[Start of Attachment]

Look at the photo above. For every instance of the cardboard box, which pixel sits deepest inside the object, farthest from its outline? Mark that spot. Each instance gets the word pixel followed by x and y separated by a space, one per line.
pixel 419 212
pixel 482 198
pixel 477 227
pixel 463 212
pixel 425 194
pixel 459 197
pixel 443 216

[End of Attachment]

Would you please reproduce all of the lines above exactly?

Look at the photo above. For every instance of the cardboard box, which pixel sits deepest inside the object, farthest from its outline? Mark that spot. Each instance gets the word pixel followed by x and y separated by a space, one per line.
pixel 419 212
pixel 482 198
pixel 477 227
pixel 463 212
pixel 425 194
pixel 459 197
pixel 443 216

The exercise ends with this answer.